Records from a data collection –
— START —

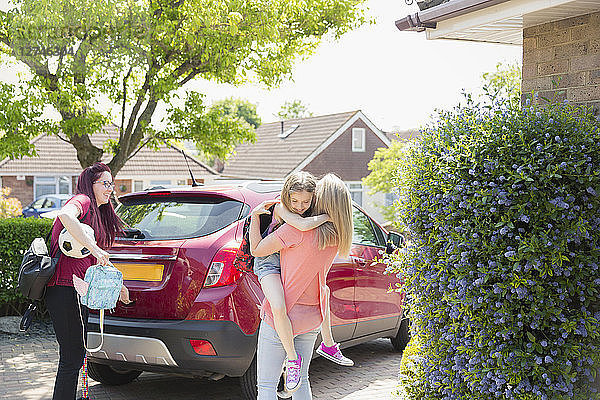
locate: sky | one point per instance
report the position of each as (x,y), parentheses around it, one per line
(396,78)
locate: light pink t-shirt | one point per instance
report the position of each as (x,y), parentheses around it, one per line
(303,273)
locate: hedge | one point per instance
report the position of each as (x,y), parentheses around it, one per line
(16,234)
(502,277)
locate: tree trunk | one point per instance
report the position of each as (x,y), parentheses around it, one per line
(87,153)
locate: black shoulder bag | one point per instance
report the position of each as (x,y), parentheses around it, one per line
(37,267)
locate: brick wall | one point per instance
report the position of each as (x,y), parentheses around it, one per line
(561,60)
(123,186)
(21,189)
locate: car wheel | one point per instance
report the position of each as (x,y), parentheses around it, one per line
(402,338)
(110,376)
(248,383)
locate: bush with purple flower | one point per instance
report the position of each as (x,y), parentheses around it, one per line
(501,273)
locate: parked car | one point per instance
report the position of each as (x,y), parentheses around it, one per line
(193,313)
(46,203)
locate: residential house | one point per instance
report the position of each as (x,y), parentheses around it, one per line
(342,143)
(560,39)
(55,168)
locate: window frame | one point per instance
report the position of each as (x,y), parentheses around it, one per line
(362,133)
(354,208)
(355,190)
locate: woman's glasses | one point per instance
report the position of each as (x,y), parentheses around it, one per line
(107,184)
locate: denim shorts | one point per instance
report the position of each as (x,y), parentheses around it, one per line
(266,265)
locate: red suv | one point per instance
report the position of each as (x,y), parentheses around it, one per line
(195,314)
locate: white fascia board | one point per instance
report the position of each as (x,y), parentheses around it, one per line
(499,12)
(337,134)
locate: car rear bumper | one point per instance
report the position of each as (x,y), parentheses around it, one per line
(164,346)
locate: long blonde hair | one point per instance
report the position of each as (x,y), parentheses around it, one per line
(332,197)
(300,181)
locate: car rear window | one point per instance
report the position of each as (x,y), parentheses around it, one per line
(177,218)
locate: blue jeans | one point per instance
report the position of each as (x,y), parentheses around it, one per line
(270,358)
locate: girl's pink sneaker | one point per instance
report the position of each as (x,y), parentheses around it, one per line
(334,354)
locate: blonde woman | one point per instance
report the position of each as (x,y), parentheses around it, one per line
(306,257)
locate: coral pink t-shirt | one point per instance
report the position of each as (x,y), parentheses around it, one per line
(303,273)
(67,266)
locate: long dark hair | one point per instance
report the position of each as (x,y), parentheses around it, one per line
(104,220)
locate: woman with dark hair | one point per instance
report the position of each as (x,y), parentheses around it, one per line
(91,205)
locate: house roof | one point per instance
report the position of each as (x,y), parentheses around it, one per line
(495,21)
(403,135)
(55,156)
(274,157)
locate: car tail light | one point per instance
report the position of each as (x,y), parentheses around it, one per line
(221,271)
(203,347)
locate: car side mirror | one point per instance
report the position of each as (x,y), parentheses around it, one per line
(394,241)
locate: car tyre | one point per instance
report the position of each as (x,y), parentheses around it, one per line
(402,338)
(109,376)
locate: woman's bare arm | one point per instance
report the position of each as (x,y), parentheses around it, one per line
(297,221)
(68,216)
(260,247)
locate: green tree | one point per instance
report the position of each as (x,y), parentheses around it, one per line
(294,109)
(502,86)
(134,56)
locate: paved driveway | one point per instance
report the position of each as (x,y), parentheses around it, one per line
(28,365)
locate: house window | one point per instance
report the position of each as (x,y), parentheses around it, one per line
(138,186)
(43,185)
(358,139)
(390,198)
(356,192)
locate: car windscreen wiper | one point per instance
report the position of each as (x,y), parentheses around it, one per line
(133,233)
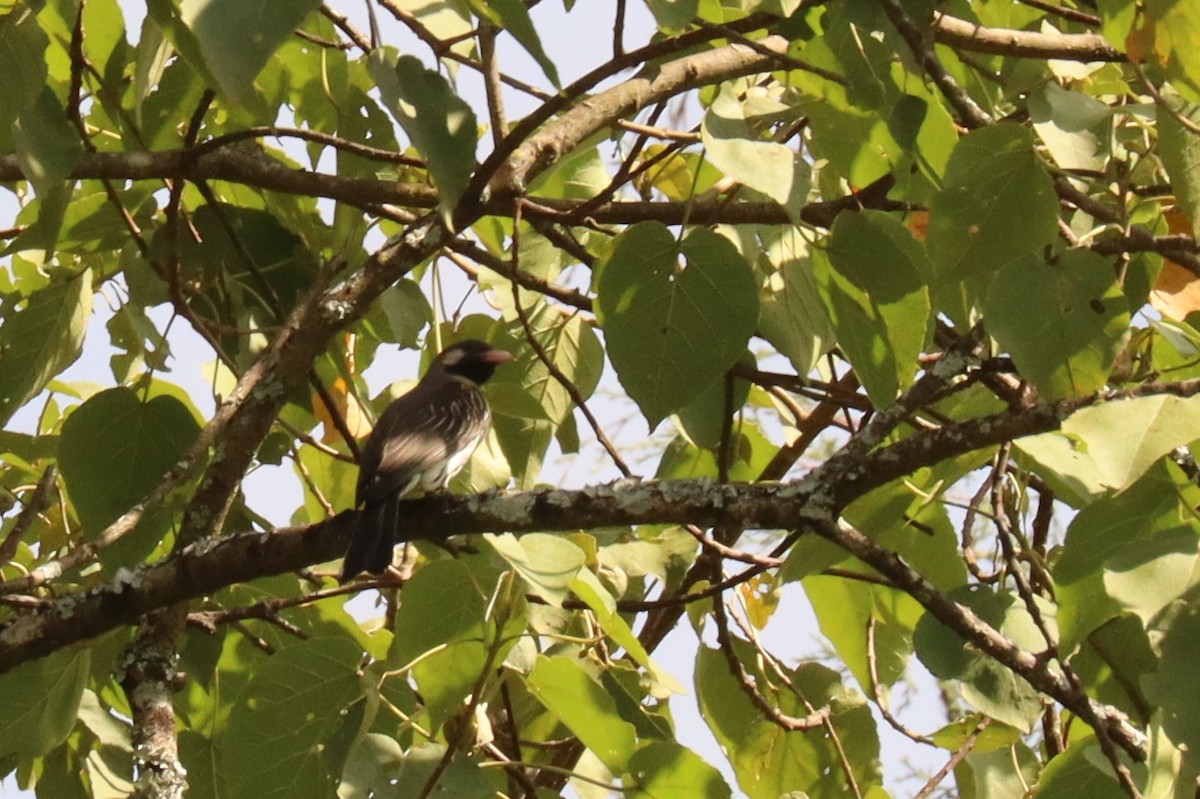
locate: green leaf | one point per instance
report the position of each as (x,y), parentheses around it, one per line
(525,443)
(439,124)
(461,778)
(547,563)
(1000,774)
(514,18)
(580,702)
(1180,151)
(793,318)
(280,727)
(47,145)
(1174,686)
(575,350)
(1110,445)
(1144,544)
(874,282)
(673,14)
(1156,504)
(667,770)
(845,608)
(985,684)
(442,605)
(703,418)
(407,312)
(1175,36)
(654,313)
(41,700)
(115,449)
(41,340)
(588,588)
(1068,122)
(1063,323)
(23,62)
(1083,772)
(237,37)
(996,203)
(733,144)
(768,761)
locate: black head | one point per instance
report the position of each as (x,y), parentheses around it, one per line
(472,359)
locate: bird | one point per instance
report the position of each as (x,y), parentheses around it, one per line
(423,439)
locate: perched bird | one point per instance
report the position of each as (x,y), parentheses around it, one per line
(421,440)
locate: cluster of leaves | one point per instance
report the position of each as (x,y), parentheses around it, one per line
(915,296)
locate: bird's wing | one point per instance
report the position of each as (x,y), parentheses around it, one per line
(417,433)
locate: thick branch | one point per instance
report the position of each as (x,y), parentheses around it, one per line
(255,168)
(1000,41)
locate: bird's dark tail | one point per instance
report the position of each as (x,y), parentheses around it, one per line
(375,536)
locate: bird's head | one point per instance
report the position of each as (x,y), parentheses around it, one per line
(471,359)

— END —

Written instruction – Above are records to transcribe exactly; leave their pictures out.

Solution to the exercise –
locate: sky | one point per instance
report the position of each as (x,y), parentheses around it, one per line
(396,78)
locate: light pink t-shirt | one point per instance
report the position of each as (x,y), parentheses around it, one per line
(303,273)
locate: hedge | one point per instance
report the position of each as (x,y), parentheses around it, one per line
(16,234)
(502,277)
locate: tree trunk | one point per instance
report the position of each as (x,y), parentheses around it, one per line
(87,153)
locate: black shoulder bag | one point per instance
report the position of each as (x,y), parentheses around it, one per line
(37,267)
locate: brick wall | one point per instance
report the position of each as (x,y), parentheses around it, one per line
(561,60)
(123,186)
(21,189)
locate: car wheel | one point per instance
report the position of each as (x,y), parentheses around it, one per line
(402,338)
(110,376)
(248,383)
locate: bush with purple flower | one point per instance
report the position of each as (x,y), parentheses around it, one per line
(501,273)
locate: parked car | one point per instance
report the position of each as (x,y), parentheses around it, one per line
(193,313)
(46,203)
locate: residential house | one point per instance
report the position of each as (x,y), parentheses around it, one per line
(342,143)
(560,39)
(55,168)
locate: window frame | one point per instance
report the position of each as (x,y), parentheses around it, one per line
(362,133)
(354,208)
(355,190)
locate: woman's glasses | one point per instance
report the position of each as (x,y), parentheses around it, one per line
(107,184)
locate: denim shorts | one point per instance
report the position of each as (x,y), parentheses around it, one per line
(266,265)
locate: red suv | one point per instance
report the position of each as (x,y), parentheses around it, one per line
(195,314)
locate: white fascia board | one point per instance
report the position of each as (x,y), parentheses around it, one per line
(499,12)
(337,134)
locate: car rear bumper | one point per instance
report the position of each as (x,y), parentheses around it, one per line
(164,346)
locate: long blonde hair | one point per instance
report the position of each as (x,y), parentheses around it, one per line
(332,197)
(300,181)
locate: car rear window | one point per instance
report the position of each as (x,y), parentheses around it, one per line
(177,218)
locate: blue jeans | one point per instance
report the position of each as (x,y), parentheses around it, one per line
(270,358)
locate: girl's pink sneaker | one point per instance
report the position of each as (x,y), parentheses around it, one per line
(334,354)
locate: blonde woman | one point per instance
report the position of each as (x,y), parentheses around it, one per line
(306,257)
locate: coral pink t-shirt | one point per instance
report the position of each as (x,y), parentheses around it, one per line
(303,273)
(67,266)
locate: long dark hair | one point per instance
report the position of each as (x,y), parentheses around it, one per line
(104,220)
locate: woman with dark hair | one point per instance
report the position of each as (x,y), parentheses around it, one per line
(91,205)
locate: house roof | one point per instance
report the position of each as (x,y), parentheses around it, one per line
(495,21)
(403,135)
(55,156)
(274,157)
locate: car tail light | one point per instance
report the position of each as (x,y), parentheses around it, one per line
(221,271)
(203,347)
locate: car side mirror | one point per instance
report the position of each as (x,y), parentheses around it, one per line
(394,241)
locate: car tyre | one point per instance
report the position of each as (x,y), parentheses around it, one per line
(402,338)
(109,376)
locate: woman's bare arm | one point per instance
report the position of each as (x,y), parentheses around it, one per line
(297,221)
(68,216)
(260,247)
locate: green tree | one point per instance
report the position of each as (x,y), parentheses around it, one per line
(294,109)
(502,86)
(134,56)
locate: paved driveway | one point per instance
report the position of each as (x,y), parentheses around it, one per line
(28,365)
locate: house window | one point per instance
report the position of each as (x,y), parentheses around it, one per line
(138,186)
(43,185)
(358,139)
(390,198)
(356,192)
locate: car windscreen wiper | one point per instance
report the position of each as (x,y), parentheses around it, one per line
(133,233)
locate: green leaf | one point per instance
report the position of each as (x,y), parentheses around it, one per line
(525,443)
(439,124)
(461,778)
(547,563)
(1000,774)
(514,18)
(580,702)
(1180,151)
(793,318)
(280,727)
(47,145)
(1174,686)
(575,350)
(1110,445)
(1144,544)
(874,282)
(673,14)
(1156,504)
(667,770)
(845,608)
(985,684)
(442,605)
(703,418)
(407,312)
(1175,36)
(654,313)
(41,700)
(115,449)
(41,340)
(588,588)
(1068,122)
(1063,323)
(23,62)
(1083,772)
(237,37)
(996,203)
(733,144)
(768,761)
locate: black head | one point per instance
report the position of each as (x,y), parentheses around it, one per line
(472,359)
locate: bird | one point per instance
report the position of each as (x,y), parentheses around it, one per line
(423,439)
locate: perched bird | one point per instance
report the position of each as (x,y), parentheses around it, one per line
(421,440)
locate: cluster of leaves | one point per instance
report the position of each as (x,y), parentheses around it, one per line
(915,296)
locate: bird's wing | one point per instance
report the position of each as (x,y), parentheses around it, one per line
(417,433)
locate: thick branch | one point per instance
report the position of each as (x,y), parentheses around it, one per line
(255,168)
(1000,41)
locate: bird's dark tail | one point per instance
report the position of each as (x,y), parentheses around it, one per line
(375,536)
locate: bird's head | one point per instance
report the position of each as (x,y), parentheses around it, one per line
(471,359)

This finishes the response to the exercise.